Reproduce the listing below without any change.
◆ ◆ ◆ ◆ ◆ ◆ ◆
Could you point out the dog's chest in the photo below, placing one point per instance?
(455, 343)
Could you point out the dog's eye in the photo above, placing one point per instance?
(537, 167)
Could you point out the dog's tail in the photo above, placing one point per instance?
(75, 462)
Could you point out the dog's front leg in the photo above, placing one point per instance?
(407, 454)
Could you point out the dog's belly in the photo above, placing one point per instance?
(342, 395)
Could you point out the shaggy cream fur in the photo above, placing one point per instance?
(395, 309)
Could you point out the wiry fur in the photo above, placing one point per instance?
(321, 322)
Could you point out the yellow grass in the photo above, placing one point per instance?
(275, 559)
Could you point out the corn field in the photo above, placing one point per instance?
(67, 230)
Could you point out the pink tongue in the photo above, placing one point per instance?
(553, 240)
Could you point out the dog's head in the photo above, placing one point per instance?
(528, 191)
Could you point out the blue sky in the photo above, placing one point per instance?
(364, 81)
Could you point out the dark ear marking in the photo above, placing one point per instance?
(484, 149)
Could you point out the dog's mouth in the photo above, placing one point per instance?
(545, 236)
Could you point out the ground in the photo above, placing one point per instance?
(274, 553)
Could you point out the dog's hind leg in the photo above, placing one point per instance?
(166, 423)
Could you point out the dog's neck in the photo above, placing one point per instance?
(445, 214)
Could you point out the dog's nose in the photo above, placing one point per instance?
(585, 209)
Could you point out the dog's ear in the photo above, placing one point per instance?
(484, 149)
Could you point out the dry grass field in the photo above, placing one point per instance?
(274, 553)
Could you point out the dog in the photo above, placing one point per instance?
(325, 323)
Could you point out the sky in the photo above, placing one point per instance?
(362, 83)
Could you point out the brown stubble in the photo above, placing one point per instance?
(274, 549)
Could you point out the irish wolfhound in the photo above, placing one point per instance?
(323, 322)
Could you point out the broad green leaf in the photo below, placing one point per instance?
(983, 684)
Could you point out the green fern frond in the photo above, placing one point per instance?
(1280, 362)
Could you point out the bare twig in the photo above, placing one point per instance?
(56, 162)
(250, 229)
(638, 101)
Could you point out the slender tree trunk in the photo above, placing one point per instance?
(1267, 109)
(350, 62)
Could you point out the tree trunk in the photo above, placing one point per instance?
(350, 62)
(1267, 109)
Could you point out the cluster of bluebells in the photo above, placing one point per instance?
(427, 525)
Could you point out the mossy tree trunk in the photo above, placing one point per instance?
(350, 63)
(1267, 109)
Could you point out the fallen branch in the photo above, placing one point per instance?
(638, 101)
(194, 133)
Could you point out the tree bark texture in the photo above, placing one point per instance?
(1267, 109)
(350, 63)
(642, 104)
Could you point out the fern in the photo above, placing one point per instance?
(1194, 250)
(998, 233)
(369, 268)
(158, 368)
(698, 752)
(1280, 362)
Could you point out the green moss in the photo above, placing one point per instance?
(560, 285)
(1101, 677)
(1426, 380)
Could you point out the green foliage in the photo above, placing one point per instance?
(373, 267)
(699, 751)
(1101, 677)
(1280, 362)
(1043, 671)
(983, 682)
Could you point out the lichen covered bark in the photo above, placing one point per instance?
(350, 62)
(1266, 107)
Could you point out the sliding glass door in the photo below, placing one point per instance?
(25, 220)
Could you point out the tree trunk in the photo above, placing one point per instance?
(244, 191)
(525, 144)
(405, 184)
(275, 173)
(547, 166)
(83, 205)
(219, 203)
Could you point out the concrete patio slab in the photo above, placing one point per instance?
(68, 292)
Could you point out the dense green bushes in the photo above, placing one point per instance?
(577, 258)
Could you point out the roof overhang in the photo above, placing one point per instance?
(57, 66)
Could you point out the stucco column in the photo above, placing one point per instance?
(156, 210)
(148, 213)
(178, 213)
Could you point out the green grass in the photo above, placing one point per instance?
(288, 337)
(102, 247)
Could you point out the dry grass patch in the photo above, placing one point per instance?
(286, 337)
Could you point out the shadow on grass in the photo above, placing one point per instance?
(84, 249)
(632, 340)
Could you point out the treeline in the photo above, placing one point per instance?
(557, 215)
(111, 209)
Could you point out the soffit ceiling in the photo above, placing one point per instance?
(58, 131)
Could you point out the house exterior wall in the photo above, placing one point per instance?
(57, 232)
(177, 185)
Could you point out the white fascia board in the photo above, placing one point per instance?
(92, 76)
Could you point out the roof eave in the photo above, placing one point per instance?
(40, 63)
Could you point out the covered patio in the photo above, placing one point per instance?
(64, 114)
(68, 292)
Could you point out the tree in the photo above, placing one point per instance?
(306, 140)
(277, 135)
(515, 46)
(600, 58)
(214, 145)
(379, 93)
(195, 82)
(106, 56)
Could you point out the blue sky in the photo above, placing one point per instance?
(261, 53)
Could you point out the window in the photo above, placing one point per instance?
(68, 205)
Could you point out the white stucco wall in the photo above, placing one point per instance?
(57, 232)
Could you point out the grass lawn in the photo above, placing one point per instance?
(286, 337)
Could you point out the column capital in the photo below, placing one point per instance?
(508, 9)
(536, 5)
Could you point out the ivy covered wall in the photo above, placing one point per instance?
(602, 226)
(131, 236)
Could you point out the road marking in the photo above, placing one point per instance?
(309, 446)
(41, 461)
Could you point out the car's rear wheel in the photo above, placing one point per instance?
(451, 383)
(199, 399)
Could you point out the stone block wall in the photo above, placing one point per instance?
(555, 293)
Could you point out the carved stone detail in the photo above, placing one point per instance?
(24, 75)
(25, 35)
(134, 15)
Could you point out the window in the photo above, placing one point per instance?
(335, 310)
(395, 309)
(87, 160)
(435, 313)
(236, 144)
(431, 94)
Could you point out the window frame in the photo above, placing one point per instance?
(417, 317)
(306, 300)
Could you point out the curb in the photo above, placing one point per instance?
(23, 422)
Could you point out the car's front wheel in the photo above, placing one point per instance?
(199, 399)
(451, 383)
◆ ◆ ◆ ◆ ◆ ◆ ◆
RESULT BELOW.
Could you point out the dog's chest in the photo below, placing one point per instance?
(455, 343)
Could you point out the dog's eye in the photo above, placing one point per instance?
(537, 167)
Could you point out the dog's tail in the photo above, placing one point per instance?
(75, 462)
Could you point out the dog's front leg in the photo above, placing one point per instance?
(407, 454)
Could you point out the dog's belly in the photo above, placing one point per instance?
(342, 395)
Could you point out the shaggy cream fur in the photo above, placing one point per instance?
(395, 309)
Could you point out the wiry fur in the photo above, placing one point per instance?
(321, 322)
Could you point out the yellow grass in the photo above, placing one point per instance?
(275, 559)
Could you point out the corn field in the photo above, placing one point per instance?
(67, 230)
Could you point out the pink tongue in the photo above, placing one point per instance?
(553, 240)
Could you point out the dog's head in the photo above, placing one point per instance?
(528, 191)
Could you point out the blue sky in the photo above, placing one point per instance?
(364, 81)
Could you point out the dark ear marking in the photo above, placing one point per instance?
(484, 149)
Could you point out the dog's mouth in the photo above, placing one point per instance?
(545, 236)
Could you point out the ground in the photo above, placing one point per instance?
(274, 553)
Could you point out the dog's hind leg in the photo above, placing one point per instance?
(166, 423)
Could you point out the dog's neck in the photo above, placing one point per instance?
(445, 214)
Could you point out the dog's nose in the photo above, placing one point per instance?
(585, 209)
Could you point out the dog's ear in the photo above, placing one point per instance?
(484, 149)
Could you point out the dry grass field in the photo above, placing one point per instance?
(274, 553)
Could you point out the dog in the photo above, placing one point per instance?
(325, 323)
Could you point out the sky in the photo above, placing one point per instance?
(362, 83)
Could you point out the brown stubble in the photo above, placing one point per instance?
(274, 549)
Could you point out the irish wolfhound in the photo above, placing one point per instance?
(323, 322)
Could you point out the broad green leaf in the photo below, placing one point per instance?
(983, 684)
Could you point out the green fern frond in the photo above, placing one point per instance?
(1280, 362)
Could you point out the bare twig in the photo above, placing one point per instance?
(56, 162)
(250, 229)
(638, 101)
Could you point out the slender tree trunk in the photo above, placing one point per instance?
(1267, 109)
(350, 62)
Could you point out the tree trunk in the photo above, placing one point per instance?
(350, 62)
(1267, 109)
Could you point out the cluster of bluebells in the photo above, placing one point per instance?
(427, 525)
Could you point out the mossy tree trunk in the photo above, placing one point per instance?
(350, 63)
(1267, 109)
Could you point out the fallen branch in the photo above, placing one point per instance?
(638, 101)
(194, 133)
Could you point out the tree bark texture in the photo above, placing one point per instance?
(1267, 109)
(350, 63)
(642, 104)
Could you point out the fern in the photo above, placing one point per instance?
(1194, 250)
(998, 233)
(369, 268)
(158, 368)
(698, 752)
(1280, 362)
Could you point out the green moss in the photo above, placing one point per instance?
(560, 285)
(1101, 677)
(1426, 380)
Could you point out the green foliage in the photo above, placing one point per instance?
(373, 267)
(699, 751)
(1101, 677)
(1280, 362)
(1043, 671)
(983, 682)
Could you point out the lichen covered bark in the photo above, placing one point per instance?
(350, 62)
(1266, 107)
Could you point out the sliding glass door in the photo below, placing one point per instance?
(25, 220)
Could you point out the tree trunk in the photo above, placing one point per instance?
(244, 191)
(525, 144)
(405, 184)
(275, 173)
(547, 166)
(83, 205)
(219, 203)
Could you point out the concrete patio slab in the photo above, placing one point per instance?
(68, 292)
Could you point out the dense green bushes in the photo above, placing one point per instance?
(577, 258)
Could you point out the roof overhang in the photo above, placing one point per instance?
(57, 66)
Could you point out the stucco column in the photo above, placing one point per instance?
(156, 210)
(148, 213)
(178, 213)
Could you point out the green grass in the photo above, placing one point per instance?
(288, 337)
(102, 247)
Could you point out the dry grass patch in the photo above, placing one point per instance?
(286, 337)
Could you point out the shadow on grass in the photo above, placing one point per instance?
(84, 249)
(632, 340)
Could you point out the treeline in the photo above, placing one point per instance?
(557, 215)
(111, 209)
Could you point out the soffit ceiling in the photo above, placing one point per instance?
(58, 131)
Could you point out the house exterior wall in the photo above, placing one point per instance?
(57, 232)
(177, 185)
Could you point out the white fascia board in the photo above, placing one point per instance?
(92, 76)
Could you point out the roof eave in the photo above, placing one point per instance?
(40, 63)
Could you point out the covered patio in the photo above, placing one point per instance?
(64, 114)
(68, 292)
Could you point out the tree in the photo above, placing one point per instance?
(306, 140)
(277, 135)
(515, 46)
(600, 58)
(214, 145)
(379, 93)
(195, 82)
(106, 56)
Could you point out the blue sky in the photo above, placing one point per instance?
(261, 53)
Could you point out the window in the photo above, placing one point per instance?
(68, 205)
Could you point out the white stucco wall in the photo above, placing one point per instance?
(57, 232)
Could you point out the grass lawn in the photo above, placing one point per instance?
(286, 337)
Could you point out the column capital in the photo below, placing one point per instance?
(508, 9)
(536, 5)
Could you point out the ivy covered wall in the photo above, placing one point per instance?
(602, 226)
(131, 236)
Could you point out the road marking in the photo above, placing one point per instance?
(309, 446)
(41, 461)
Could you point out the car's rear wheel in the photo above, placing one point per instance?
(451, 383)
(199, 399)
Could you point out the stone block wall in the photo above, placing one point per instance?
(555, 293)
Could you point out the carved stone detail in the photo above, placing one point per instance?
(24, 75)
(25, 35)
(134, 15)
Could you point out the window in the photo above, placing one point per instance?
(335, 310)
(395, 309)
(87, 160)
(435, 313)
(236, 144)
(431, 94)
Could you point out the window frame in the photo above, placing one point per instance?
(417, 317)
(306, 300)
Could you point out the curb in the photo above, placing one point per instance?
(23, 422)
Could you point out the car's front wheel in the photo above, placing one point per instance?
(199, 399)
(451, 383)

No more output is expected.